In how many lines of these records does the word "brown" appear? Give the number by itself.
Top of RECORDS TO PROCESS
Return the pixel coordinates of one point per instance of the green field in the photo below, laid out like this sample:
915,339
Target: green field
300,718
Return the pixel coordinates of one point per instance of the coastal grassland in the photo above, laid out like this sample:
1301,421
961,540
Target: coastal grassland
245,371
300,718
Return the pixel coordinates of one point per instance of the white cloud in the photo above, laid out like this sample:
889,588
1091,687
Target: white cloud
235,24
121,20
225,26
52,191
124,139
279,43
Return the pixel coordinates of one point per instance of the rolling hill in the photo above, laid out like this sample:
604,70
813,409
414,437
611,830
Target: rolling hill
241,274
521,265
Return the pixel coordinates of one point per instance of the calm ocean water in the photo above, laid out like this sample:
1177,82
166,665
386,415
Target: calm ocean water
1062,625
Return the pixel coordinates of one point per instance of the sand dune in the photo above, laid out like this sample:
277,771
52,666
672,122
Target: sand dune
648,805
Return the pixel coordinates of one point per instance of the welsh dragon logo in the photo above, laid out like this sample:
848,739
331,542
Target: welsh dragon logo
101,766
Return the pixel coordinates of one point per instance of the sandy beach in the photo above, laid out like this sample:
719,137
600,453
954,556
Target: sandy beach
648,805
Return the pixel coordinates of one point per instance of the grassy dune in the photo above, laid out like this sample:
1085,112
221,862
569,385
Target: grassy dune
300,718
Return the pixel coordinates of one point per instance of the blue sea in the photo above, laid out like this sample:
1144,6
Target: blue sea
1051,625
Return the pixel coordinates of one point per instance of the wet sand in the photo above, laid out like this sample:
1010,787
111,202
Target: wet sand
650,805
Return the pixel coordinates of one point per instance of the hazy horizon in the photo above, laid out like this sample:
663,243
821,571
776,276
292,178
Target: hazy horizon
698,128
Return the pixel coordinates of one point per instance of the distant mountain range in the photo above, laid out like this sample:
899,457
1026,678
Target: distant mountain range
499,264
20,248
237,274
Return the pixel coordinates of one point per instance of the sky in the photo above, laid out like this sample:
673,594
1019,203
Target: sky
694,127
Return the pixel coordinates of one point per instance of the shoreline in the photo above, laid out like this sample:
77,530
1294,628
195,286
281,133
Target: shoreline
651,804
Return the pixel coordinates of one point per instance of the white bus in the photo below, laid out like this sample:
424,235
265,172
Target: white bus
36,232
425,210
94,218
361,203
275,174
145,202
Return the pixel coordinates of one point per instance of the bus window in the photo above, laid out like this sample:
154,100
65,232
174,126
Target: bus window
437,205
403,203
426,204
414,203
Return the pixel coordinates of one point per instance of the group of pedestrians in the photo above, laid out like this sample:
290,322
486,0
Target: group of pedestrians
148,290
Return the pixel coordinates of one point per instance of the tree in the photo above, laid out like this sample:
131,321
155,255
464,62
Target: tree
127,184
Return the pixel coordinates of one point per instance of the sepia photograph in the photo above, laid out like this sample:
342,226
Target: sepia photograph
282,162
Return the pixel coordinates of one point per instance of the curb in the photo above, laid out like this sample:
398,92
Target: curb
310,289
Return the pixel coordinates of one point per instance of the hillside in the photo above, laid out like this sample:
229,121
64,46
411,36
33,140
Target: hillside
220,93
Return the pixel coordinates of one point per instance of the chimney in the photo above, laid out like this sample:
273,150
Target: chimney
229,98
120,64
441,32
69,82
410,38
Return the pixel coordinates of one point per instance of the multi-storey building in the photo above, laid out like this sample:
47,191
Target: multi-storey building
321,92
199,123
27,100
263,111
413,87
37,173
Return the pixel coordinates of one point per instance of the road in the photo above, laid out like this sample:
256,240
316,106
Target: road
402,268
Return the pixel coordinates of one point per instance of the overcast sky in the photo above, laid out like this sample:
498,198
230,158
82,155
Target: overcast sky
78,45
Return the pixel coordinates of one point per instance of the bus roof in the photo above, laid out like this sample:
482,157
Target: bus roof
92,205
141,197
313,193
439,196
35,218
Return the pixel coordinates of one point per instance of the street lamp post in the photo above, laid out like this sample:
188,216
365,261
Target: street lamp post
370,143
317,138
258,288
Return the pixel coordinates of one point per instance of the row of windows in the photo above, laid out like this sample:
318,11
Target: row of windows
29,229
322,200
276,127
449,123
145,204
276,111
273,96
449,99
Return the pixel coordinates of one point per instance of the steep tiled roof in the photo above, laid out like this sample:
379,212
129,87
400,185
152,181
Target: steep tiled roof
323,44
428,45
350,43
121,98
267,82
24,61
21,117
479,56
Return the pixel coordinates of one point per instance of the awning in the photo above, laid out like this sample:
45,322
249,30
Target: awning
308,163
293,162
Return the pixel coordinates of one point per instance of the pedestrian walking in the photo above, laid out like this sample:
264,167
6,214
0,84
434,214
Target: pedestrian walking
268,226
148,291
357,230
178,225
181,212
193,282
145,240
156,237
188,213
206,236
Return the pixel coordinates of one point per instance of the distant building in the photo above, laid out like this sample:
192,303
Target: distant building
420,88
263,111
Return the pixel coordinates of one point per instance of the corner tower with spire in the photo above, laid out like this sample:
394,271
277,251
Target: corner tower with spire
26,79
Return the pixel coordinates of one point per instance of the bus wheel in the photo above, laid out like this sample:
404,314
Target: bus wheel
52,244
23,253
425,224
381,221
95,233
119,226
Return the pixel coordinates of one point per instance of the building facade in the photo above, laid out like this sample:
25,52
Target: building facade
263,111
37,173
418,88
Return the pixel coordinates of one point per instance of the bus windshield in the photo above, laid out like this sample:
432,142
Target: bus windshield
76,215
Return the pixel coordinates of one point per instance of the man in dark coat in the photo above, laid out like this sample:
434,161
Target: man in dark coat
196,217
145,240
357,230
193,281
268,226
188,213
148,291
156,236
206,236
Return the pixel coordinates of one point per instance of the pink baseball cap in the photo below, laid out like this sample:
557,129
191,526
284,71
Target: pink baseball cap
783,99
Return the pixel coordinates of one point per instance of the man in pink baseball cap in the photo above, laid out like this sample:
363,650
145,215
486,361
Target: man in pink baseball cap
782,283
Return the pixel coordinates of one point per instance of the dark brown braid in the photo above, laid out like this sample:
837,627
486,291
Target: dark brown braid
Bottom of RECORDS TO PROCESS
» **OUTPUT FOR THIS EXERCISE**
2